• Tasks:
- a) Decide whether each statement agrees with the passage on the flow rate measurement device. Answer yes or no for each, and quote the words of the passage that settle it. (i) To remove the device, the operator turns the key so that the cam 58B draws the latches 58A back into the bottom lid. (ii) The device records its flow rate measurements in a data logger. (iii) The device can be attached to only one particular bottom lid.
- b) Quote the passage on the flow rate measurement device word for word, starting with "In the flow rate measurement device <NUM>, the long" and going on through "to the bottom lid <NUM>.".
- c) Write what comes next in the passage on the flow rate measurement device, beginning after its last sentence.

• Extract:
+++

Subsequently, the operator inserts the key into the insertion holes 58C (see <FIG>) of the bottom lid <NUM> and turns the key, thereby causing the cam 58B to protrude the latches 58A from the bottom lid <NUM> as illustrated in <FIG>. By this operation, the latches 58A are inserted and fitted into the long holes <NUM>. Consequently, the frame <NUM> is engaged with the bottom lid <NUM>, whereby attachment of the flow rate measurement device <NUM> to the bottom lid <NUM> is completed.

In the same manner as for each storage container <NUM>, the flow rate measurement device <NUM> attached to the bottom lid <NUM> is brought in and out from the purge shelves 7A in a predetermined order by the crane <NUM>, and when placed on each purge shelf 7A, purge gas is supplied thereto by the purge device <NUM>. The flow rate measurement device <NUM> attached to the bottom lid <NUM> measures the flow rate of the purge gas with the mass flowmeters <NUM>, and records the measurement results in the data logger <NUM>.

When the flow rate measurement device <NUM> is then removed from the bottom lid <NUM>, the operator inserts the key into the insertion holes 58C of the bottom lid <NUM> and turns the key, thereby causing the cam 58B to retract the latches 58A into the bottom lid <NUM> and withdrawing the latches 58A from the long holes <NUM> to release the engagement. The operator then lifts the flow rate measurement device <NUM> upward and pulls out the positioning projections <NUM> from the positioning holes <NUM> to complete the removal.

With the flow rate measurement device <NUM> described above, when the long holes <NUM> are engaged with the bottom lid <NUM> and the flow rate measurement device <NUM> is attached to the bottom lid <NUM>, the flow rate of purge gas in the purge device <NUM> can be measured by effectively utilizing an existing function of the injection ports 52A, for example, of the bottom lid <NUM>. Thus, the flow rate of purge gas in the purge device <NUM> can be easily measured. The flow rate measurement device <NUM> can also be attached to another bottom lid different from the bottom lid <NUM>, and thus versatility can be increased.

In the flow rate measurement device <NUM>, the long holes <NUM> are engaged with the latches 58A configured to attach the bottom lid <NUM> to the container body <NUM>. In this case, the long holes <NUM> can be engaged with the bottom lid <NUM> by effectively utilizing the latches 58A of the bottom lid <NUM>. The flow rate measurement device <NUM> can be easily attached to the bottom lid <NUM>.

In the flow rate measurement device <NUM>, the frame <NUM> has a frame shape corresponding to the outer shape of the bottom lid <NUM> and is stacked on the bottom lid <NUM> so as to surround the edges of the bottom lid <NUM>. In the frame <NUM>, the long holes <NUM> into which the latches 58A are inserted are formed. In this case, the configuration in which the long holes <NUM> are engaged with the bottom lid <NUM> by effectively utilizing the latches can be concretely implemented.

+++

• Listed entries:
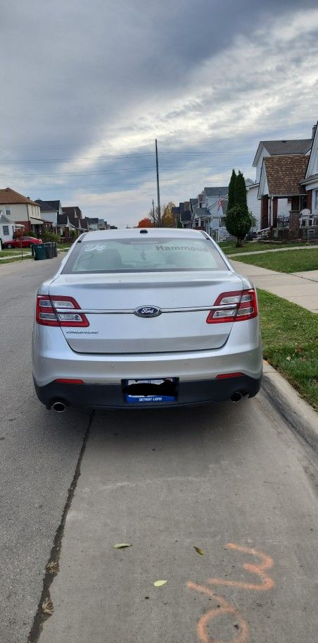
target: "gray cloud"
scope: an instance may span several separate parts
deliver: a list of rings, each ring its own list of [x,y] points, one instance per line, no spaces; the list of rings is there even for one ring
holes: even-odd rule
[[[96,204],[95,192],[107,194],[113,189],[117,194],[125,189],[130,195],[132,190],[137,201],[140,196],[140,203],[132,208],[133,219],[137,207],[148,207],[152,184],[146,182],[153,178],[153,157],[110,162],[104,158],[107,155],[153,152],[158,131],[166,151],[212,147],[222,152],[227,146],[231,153],[222,157],[222,164],[218,162],[224,171],[220,169],[217,176],[223,176],[225,166],[246,159],[234,158],[235,149],[254,149],[257,138],[269,137],[267,131],[280,136],[284,129],[284,135],[306,135],[305,130],[317,115],[308,104],[295,114],[299,96],[295,92],[293,106],[292,78],[287,81],[297,68],[306,79],[309,52],[315,56],[317,66],[317,30],[304,33],[300,26],[298,33],[281,39],[275,37],[272,44],[270,35],[277,20],[288,27],[295,11],[305,19],[306,10],[316,7],[316,0],[305,0],[301,8],[296,0],[267,0],[262,8],[251,0],[85,4],[58,0],[49,5],[13,0],[1,8],[0,23],[1,157],[8,161],[96,158],[75,164],[26,161],[4,169],[1,164],[0,183],[42,198],[60,196],[53,189],[59,185],[64,202],[85,195],[85,202],[80,204],[91,214],[103,207]],[[268,72],[258,51],[268,58]],[[256,65],[262,66],[259,74]],[[236,74],[231,73],[233,66]],[[305,95],[308,83],[305,80],[302,85],[299,81],[295,79],[295,84]],[[310,82],[312,95],[317,98],[317,85]],[[275,99],[275,82],[283,84],[285,97]],[[272,97],[267,102],[265,94]],[[254,117],[257,113],[258,121]],[[218,123],[215,114],[220,114]],[[202,187],[200,176],[205,171],[201,172],[201,167],[209,157],[201,158],[204,162],[172,156],[168,165],[163,157],[162,164],[167,168],[163,170],[163,178],[172,173],[179,177],[180,199],[189,196],[182,193],[189,174],[193,176],[193,189],[195,181],[199,183],[197,190]],[[215,166],[215,157],[212,158]],[[74,176],[80,171],[118,173]],[[8,172],[13,178],[6,180],[4,175]],[[63,176],[64,172],[73,174]],[[18,178],[27,173],[33,176]],[[45,173],[62,176],[40,176]],[[74,185],[79,186],[78,191],[64,189]],[[101,188],[83,190],[81,185]],[[176,185],[173,196],[177,198],[177,182]],[[49,194],[42,189],[46,186],[51,189]],[[113,203],[110,207],[115,216],[116,207]]]

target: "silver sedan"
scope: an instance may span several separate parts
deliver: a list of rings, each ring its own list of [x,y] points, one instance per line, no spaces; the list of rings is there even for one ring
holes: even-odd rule
[[[39,399],[60,412],[253,397],[255,290],[201,231],[84,233],[37,293],[32,364]]]

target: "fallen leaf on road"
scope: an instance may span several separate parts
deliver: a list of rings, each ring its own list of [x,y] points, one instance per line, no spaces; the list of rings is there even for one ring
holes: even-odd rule
[[[42,612],[44,614],[48,614],[51,616],[53,614],[53,603],[49,599],[46,599],[42,603]]]
[[[203,552],[202,549],[200,549],[200,547],[196,547],[195,545],[193,545],[193,547],[194,547],[196,551],[197,551],[198,553],[200,554],[200,556],[204,556]]]
[[[48,563],[46,565],[46,570],[49,574],[57,574],[58,572],[58,563],[56,561],[51,561],[51,563]]]
[[[114,545],[114,549],[125,549],[125,547],[131,547],[132,545],[129,545],[129,543],[118,543],[117,545]]]

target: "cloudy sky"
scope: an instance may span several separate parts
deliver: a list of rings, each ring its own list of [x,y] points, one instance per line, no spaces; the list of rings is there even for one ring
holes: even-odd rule
[[[11,0],[0,9],[0,188],[136,225],[255,178],[260,140],[318,119],[317,0]]]

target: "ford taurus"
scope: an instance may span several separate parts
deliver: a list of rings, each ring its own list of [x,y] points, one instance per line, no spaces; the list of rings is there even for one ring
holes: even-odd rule
[[[46,408],[253,397],[262,343],[253,283],[205,233],[84,233],[37,293],[33,377]]]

+++

• Final answers:
- a)
(i) Yes: "thereby causing the cam 58B to retract the latches 58A into the bottom lid"
(ii) Yes: "records the measurement results in the data logger"
(iii) No: "can also be attached to another bottom lid different from the bottom lid"

- b)
In the flow rate measurement device <NUM>, the long holes <NUM> are engaged with the latches 58A configured to attach the bottom lid <NUM> to the container body <NUM>. In this case, the long holes <NUM> can be engaged with the bottom lid <NUM> by effectively utilizing the latches 58A of the bottom lid <NUM>. The flow rate measurement device <NUM> can be easily attached to the bottom lid <NUM>.

- c)
In the flow rate measurement device <NUM>, the frame <NUM> has the stepped surface <NUM> configured to be brought into contact with the upper surface of the bottom lid <NUM> to restrict the upward movement of the bottom lid <NUM>. In this case, the bottom lid <NUM> can be prevented from moving upward away from the frame <NUM>, and thus the long holes <NUM> can be easily engaged with the bottom lid <NUM>.

In the flow rate measurement device <NUM>, the flow passages <NUM> include the inlet pads <NUM> configured to be brought into intimate contact with the rims of the injection ports 52A on the upper surface of the bottom lid <NUM> when the long holes <NUM> are engaged with the bottom lid <NUM>. In this case, airtightness between each injection port 52A and the corresponding vent hole <NUM> can be ensured to prevent leakage of purge gas from between the injection port 52A and the vent hole <NUM>, and thus the flow rate of purge gas can be reliably measured.

In the flow rate measurement device <NUM>, each inlet pad <NUM> includes the first layer 133x made of elastic material and the second layer 133y made of gel material. In this case, leakage of purge gas from between the injection port 52A and the vent hole <NUM> can be further prevented, and thus the flow rate of purge gas can be more reliably measured.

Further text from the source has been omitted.